### Exercise requirements
Please copy, character for character, each line from the beginning of the listing to the line containing "of the small", including both.

### Data extracts
________________
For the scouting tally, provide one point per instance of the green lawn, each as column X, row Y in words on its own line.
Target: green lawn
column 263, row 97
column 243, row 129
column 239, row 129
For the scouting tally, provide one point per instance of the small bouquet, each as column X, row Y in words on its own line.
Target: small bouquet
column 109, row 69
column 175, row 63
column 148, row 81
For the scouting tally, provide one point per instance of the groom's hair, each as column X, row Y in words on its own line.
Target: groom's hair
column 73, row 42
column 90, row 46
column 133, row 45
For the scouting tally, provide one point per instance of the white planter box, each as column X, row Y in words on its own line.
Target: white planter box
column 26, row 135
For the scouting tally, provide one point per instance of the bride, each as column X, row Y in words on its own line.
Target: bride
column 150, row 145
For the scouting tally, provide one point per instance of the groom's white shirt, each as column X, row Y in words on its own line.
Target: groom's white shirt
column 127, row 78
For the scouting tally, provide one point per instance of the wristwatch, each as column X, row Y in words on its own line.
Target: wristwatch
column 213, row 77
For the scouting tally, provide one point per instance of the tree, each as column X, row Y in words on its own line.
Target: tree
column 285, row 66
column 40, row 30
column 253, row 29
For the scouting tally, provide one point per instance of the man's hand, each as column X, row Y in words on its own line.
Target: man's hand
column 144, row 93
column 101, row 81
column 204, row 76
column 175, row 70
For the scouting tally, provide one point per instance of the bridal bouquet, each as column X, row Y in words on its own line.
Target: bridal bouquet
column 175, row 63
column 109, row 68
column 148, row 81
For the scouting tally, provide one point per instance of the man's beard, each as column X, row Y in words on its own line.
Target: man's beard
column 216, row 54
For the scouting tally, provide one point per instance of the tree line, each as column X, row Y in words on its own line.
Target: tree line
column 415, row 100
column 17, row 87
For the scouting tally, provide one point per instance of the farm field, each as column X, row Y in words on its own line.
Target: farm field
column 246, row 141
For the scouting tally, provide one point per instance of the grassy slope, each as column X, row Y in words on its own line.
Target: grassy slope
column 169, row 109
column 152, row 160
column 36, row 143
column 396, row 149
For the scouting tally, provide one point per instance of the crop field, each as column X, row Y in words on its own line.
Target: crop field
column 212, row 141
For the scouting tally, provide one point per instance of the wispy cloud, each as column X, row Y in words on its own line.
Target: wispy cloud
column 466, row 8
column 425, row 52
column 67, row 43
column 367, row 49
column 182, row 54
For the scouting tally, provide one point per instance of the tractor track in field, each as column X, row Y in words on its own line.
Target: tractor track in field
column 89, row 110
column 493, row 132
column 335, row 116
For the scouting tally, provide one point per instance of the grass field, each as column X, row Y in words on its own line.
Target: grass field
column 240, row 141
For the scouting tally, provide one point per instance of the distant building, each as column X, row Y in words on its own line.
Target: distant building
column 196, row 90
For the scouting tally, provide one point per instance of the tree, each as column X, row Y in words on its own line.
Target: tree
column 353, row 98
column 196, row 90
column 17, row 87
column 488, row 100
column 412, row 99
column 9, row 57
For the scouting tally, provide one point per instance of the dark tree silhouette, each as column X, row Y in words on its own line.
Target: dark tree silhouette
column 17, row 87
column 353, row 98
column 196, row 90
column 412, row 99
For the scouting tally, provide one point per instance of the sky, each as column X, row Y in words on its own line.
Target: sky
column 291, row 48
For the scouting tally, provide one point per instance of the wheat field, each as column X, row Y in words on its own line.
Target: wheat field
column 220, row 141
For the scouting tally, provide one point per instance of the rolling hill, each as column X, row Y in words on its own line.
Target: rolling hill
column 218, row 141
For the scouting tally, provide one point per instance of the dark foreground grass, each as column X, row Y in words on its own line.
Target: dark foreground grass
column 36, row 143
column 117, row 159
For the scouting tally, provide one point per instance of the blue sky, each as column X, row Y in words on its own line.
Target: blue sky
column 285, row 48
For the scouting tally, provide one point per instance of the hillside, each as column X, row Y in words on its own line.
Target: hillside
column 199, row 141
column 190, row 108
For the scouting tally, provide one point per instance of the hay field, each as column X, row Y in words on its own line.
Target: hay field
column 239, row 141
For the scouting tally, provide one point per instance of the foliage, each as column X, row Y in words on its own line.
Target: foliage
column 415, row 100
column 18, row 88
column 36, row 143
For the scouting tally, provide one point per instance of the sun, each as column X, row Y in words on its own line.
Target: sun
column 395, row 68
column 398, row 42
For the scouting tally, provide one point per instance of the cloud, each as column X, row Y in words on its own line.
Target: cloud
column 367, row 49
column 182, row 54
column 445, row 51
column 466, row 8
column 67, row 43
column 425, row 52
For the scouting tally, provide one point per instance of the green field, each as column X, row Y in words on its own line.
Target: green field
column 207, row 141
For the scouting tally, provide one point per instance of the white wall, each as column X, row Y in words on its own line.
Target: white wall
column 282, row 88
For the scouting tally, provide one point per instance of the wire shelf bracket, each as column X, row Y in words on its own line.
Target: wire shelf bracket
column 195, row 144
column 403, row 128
________________
### Answer to the exercise
For the scouting tally, provide one point per instance of the green lawn, each as column X, row Y in words on its own line.
Target: green lawn
column 263, row 97
column 243, row 129
column 239, row 129
For the scouting tally, provide one point per instance of the small bouquet, each as column X, row Y in words on its own line.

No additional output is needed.